- _Exercise description_: Scale the lines between the one holding "For every instance of the player's" and the one holding "x=412 y=217", inclusive, and give back only those lines in full. Multiply each coordinate in the answers by 2.2 and round it to a whole number, with halves going up, while copying all other text unchanged.

- _Exercise inputs_:
◆ ◆ ◆ ◆ ◆

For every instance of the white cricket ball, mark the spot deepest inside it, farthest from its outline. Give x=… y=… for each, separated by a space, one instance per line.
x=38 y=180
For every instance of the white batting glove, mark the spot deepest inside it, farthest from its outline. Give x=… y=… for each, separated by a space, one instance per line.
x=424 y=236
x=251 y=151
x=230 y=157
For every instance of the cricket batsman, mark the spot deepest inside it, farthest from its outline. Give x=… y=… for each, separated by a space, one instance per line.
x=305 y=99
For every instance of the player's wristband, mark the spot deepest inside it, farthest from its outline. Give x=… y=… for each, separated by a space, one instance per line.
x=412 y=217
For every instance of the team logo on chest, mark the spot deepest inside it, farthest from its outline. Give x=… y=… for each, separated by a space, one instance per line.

◆ ◆ ◆ ◆ ◆

- _Task solution_:
For every instance of the player's wristband, mark the spot deepest inside it, farthest from its outline. Give x=… y=… for each, separated by a space, one instance per line.
x=906 y=477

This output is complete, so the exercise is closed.